## Work task
List every line below containing "target".

## Extracted data
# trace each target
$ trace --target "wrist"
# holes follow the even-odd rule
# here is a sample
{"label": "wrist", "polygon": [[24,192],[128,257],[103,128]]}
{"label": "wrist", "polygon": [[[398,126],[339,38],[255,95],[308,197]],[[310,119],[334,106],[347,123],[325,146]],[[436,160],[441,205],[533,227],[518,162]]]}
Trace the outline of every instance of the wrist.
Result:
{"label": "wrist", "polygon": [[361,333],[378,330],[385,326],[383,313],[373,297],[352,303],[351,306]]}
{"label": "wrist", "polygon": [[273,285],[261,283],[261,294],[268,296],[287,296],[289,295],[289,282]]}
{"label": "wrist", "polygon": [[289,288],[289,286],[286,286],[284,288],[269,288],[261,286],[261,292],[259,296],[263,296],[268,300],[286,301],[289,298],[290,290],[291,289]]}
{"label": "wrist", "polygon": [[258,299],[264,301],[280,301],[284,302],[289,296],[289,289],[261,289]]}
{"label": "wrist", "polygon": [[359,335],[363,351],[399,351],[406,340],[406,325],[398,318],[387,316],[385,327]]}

## Solved exercise
# trace each target
$ trace --target "wrist"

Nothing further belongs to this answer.